Extract provided —
I would like to calculate the definite integral with K-Bessel funcitons and a and b complex (n and k integers):
$$\int_{0}^{\infty} x \;K_{a}(nx) \; K_{b}(kx) \; dx$$
I could not find it in litterature with a and b complex (We have $Re(a)<1$ and $Re(b)<1$ for convergence in zero!).
Any reference or help on this subject is welcome.
Mathematica: $$\int_{0}^{\infty} x \;K_{a}(nx) \; K_{b}(kx) \; dx=\frac{1}{2n^2}(k n)^{-b} $$ $$\qquad\times \left[n^{2 b} \Gamma (b) \Gamma \left(-\frac{a}{2}-\frac{b}{2}+1\right) \Gamma \left(\tfrac{1}{2} (a-b+2)\right) \, _2F_1\left(\tfrac{1}{2} (-a-b+2),\tfrac{1}{2} (a-b+2);1-b;\frac{k^2}{n^2}\right)\right.$$ $$\qquad\left.+\,k^{2 b} \Gamma (-b) \Gamma \left(\tfrac{1}{2} (-a+b+2)\right) \Gamma \left(\tfrac{1}{2} (a+b+2)\right) \, _2F_1\left(\tfrac{1}{2} (-a+b+2),\tfrac{1}{2} (a+b+2);b+1;\frac{k^2}{n^2}\right)\right]$$
for $-2<{\rm Re}(a-b)<2$, $-2<{\rm Re}(a+b)<2$
if $k=n$ this simplifies to
$$\int_{0}^{\infty} x \;K_{a}(nx) \; K_{b}(nx)=\frac{\pi ^2 (a^2-b^2)}{4 n^2 (\cos \pi b-\cos \pi a)}$$
there do not seem to be further simplifications if $k\neq n$

Exercise goal —
Answer these questions about the Bessel integral thread, one per line:
1. What conditions on the real parts of a and b does the thread give for convergence at zero?
2. For which ranges is the Mathematica result stated to hold?
3. Under what relation between k and n does the result reduce to a simpler closed form?
The records have no connection to the Bessel integral thread.

(Labeled contour records)
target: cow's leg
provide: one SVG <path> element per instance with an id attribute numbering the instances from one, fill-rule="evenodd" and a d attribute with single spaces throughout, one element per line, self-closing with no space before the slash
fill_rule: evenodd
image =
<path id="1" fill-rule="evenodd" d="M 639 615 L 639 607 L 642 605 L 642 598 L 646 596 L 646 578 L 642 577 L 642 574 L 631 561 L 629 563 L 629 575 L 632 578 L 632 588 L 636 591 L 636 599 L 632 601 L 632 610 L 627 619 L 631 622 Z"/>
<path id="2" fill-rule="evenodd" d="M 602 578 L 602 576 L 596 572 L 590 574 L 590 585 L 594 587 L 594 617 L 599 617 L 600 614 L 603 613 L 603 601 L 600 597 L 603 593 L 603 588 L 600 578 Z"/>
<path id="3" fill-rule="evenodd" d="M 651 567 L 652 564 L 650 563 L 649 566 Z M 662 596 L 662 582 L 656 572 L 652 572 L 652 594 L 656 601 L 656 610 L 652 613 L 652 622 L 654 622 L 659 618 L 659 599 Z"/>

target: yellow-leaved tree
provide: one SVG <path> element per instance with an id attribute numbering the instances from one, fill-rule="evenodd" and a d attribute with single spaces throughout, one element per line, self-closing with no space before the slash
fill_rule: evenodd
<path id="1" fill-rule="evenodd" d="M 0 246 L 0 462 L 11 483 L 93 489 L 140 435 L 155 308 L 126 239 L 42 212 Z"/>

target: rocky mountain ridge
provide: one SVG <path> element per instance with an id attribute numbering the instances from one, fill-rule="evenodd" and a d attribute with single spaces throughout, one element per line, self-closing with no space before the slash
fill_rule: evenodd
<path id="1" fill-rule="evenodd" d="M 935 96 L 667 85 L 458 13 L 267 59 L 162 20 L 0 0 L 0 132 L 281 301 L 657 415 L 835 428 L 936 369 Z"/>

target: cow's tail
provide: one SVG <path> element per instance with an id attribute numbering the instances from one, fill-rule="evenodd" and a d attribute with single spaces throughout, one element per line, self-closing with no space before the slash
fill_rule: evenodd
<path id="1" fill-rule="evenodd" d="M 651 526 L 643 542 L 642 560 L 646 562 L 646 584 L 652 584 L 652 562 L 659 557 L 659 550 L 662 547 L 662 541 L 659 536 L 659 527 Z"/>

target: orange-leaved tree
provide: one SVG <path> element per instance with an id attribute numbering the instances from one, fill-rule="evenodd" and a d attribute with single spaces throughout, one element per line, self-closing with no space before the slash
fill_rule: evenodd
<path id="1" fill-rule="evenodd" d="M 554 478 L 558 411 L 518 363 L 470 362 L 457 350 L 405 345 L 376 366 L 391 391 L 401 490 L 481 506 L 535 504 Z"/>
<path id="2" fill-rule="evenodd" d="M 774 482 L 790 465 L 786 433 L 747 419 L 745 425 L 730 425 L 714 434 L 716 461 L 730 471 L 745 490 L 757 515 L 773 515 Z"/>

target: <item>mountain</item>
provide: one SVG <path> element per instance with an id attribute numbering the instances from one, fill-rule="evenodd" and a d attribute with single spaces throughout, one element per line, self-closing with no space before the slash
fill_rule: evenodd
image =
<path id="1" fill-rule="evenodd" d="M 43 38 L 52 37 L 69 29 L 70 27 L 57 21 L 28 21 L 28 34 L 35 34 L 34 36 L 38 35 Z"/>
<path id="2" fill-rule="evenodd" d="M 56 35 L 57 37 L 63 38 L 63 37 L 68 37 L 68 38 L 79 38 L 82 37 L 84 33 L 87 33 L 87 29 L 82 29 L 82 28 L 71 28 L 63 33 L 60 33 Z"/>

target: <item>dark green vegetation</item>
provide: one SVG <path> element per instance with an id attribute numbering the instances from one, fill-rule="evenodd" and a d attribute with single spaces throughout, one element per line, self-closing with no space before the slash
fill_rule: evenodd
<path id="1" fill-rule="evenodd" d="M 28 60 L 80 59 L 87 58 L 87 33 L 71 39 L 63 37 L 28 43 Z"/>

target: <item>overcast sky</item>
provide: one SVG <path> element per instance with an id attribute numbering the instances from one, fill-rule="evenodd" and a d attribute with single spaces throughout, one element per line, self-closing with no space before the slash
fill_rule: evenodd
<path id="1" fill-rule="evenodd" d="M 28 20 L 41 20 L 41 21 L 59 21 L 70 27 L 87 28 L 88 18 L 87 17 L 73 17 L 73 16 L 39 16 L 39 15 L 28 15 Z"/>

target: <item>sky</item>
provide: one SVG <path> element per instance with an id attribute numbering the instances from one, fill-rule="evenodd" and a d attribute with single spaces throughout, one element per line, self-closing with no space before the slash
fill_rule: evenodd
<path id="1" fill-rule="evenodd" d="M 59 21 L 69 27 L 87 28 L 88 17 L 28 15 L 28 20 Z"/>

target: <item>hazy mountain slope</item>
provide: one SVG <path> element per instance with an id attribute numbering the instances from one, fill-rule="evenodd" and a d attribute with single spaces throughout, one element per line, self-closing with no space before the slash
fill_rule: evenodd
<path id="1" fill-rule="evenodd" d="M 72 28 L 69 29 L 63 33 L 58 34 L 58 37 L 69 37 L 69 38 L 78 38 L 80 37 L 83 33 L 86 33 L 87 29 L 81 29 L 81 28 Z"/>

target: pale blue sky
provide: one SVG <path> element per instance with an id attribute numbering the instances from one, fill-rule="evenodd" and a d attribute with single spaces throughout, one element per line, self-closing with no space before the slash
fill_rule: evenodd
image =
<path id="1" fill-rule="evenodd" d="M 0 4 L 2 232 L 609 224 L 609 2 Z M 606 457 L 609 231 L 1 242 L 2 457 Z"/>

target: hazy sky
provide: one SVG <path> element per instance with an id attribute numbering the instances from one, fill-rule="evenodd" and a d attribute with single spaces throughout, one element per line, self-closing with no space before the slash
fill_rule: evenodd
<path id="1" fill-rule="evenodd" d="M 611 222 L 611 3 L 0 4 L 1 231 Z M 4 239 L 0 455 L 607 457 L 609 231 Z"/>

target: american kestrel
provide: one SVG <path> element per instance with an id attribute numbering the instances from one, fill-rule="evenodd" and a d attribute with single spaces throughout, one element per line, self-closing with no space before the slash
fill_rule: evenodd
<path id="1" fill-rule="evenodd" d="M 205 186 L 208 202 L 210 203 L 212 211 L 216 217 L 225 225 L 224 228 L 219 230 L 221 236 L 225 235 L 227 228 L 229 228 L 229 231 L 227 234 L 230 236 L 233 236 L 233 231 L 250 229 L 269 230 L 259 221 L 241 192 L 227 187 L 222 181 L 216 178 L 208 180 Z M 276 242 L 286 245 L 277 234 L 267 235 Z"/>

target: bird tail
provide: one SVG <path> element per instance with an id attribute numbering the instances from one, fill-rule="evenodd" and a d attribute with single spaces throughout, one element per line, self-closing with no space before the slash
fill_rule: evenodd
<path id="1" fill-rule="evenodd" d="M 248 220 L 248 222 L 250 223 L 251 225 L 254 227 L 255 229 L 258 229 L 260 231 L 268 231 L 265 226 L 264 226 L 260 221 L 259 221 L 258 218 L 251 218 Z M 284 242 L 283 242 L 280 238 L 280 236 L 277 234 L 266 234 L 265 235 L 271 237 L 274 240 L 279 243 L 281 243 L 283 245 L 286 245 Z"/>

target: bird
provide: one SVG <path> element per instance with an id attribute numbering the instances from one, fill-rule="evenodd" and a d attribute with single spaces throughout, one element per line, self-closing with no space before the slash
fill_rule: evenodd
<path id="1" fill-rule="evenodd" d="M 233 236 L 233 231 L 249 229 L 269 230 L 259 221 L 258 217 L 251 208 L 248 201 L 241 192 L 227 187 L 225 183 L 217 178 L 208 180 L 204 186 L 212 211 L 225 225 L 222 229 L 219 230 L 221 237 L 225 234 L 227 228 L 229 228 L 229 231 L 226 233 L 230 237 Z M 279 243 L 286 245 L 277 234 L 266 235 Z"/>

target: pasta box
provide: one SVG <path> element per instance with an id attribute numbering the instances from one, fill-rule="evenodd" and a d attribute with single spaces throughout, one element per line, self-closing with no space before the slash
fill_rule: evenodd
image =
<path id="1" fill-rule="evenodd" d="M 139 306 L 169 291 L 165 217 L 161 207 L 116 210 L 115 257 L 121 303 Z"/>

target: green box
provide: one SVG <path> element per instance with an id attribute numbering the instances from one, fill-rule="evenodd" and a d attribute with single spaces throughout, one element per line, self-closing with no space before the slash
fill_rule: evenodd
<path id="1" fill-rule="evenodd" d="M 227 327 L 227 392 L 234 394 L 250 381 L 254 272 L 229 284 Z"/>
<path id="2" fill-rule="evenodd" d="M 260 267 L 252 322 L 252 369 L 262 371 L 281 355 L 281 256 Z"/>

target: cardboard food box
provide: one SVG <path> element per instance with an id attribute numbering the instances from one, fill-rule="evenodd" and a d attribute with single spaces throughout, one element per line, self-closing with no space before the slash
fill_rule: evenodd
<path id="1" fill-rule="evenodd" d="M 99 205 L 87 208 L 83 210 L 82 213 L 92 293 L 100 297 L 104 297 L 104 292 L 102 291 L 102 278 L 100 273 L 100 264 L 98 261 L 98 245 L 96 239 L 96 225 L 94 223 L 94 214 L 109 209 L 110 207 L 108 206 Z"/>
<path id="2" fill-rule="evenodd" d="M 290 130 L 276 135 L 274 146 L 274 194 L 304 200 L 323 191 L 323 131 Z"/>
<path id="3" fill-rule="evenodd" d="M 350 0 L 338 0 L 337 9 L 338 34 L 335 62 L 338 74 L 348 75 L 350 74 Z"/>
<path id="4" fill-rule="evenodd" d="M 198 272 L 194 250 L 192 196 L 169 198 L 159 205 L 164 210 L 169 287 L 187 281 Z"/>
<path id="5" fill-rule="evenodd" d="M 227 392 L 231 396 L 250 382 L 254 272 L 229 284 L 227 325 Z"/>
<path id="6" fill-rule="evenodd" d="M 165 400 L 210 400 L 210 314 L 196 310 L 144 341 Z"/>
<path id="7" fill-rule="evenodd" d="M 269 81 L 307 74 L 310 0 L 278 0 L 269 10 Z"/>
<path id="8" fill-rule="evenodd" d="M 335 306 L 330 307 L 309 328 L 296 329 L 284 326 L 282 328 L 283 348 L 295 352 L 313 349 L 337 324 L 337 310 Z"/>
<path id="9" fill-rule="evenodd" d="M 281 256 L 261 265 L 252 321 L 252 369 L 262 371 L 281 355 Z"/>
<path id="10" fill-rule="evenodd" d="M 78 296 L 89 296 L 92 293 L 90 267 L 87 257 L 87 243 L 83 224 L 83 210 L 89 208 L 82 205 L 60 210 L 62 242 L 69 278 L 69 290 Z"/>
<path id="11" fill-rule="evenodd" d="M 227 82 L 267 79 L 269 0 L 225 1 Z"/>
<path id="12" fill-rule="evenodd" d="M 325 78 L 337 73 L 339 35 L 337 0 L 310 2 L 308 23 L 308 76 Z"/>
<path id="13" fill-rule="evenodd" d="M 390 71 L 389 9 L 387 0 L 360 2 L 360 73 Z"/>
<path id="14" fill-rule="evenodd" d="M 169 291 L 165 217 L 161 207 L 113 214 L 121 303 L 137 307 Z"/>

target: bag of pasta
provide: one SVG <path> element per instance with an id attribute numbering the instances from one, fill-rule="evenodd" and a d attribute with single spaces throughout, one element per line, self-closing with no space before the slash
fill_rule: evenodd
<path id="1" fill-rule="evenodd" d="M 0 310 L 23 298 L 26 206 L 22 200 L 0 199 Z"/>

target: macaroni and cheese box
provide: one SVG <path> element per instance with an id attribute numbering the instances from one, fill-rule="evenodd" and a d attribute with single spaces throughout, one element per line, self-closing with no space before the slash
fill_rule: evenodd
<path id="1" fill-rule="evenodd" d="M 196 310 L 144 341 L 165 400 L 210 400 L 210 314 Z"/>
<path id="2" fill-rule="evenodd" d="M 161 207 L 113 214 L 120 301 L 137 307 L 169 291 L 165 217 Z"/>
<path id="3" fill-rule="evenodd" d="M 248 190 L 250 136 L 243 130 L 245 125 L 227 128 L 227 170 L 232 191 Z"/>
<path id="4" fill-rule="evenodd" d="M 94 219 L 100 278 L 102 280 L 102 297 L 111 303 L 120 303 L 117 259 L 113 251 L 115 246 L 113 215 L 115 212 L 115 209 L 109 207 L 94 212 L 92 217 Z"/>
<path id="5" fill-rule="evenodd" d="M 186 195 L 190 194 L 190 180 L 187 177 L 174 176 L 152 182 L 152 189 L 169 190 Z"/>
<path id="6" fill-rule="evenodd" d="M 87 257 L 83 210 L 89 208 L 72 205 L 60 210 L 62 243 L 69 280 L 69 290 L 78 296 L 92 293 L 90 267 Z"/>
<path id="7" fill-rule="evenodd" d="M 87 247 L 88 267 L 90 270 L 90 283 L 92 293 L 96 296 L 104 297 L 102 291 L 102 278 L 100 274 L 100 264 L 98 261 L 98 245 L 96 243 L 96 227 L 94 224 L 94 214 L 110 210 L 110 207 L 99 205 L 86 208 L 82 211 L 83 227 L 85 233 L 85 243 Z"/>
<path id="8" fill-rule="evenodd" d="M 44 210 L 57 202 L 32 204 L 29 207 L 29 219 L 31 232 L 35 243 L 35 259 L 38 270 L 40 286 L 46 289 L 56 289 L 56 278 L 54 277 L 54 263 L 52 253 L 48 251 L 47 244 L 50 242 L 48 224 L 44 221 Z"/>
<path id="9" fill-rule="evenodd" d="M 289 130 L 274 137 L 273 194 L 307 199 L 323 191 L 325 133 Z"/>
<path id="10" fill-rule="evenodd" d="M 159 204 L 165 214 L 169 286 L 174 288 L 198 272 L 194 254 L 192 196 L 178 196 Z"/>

Response —
1. Re(a) < 1 and Re(b) < 1.
2. −2 < Re(a − b) < 2 and −2 < Re(a + b) < 2.
3. When k = n.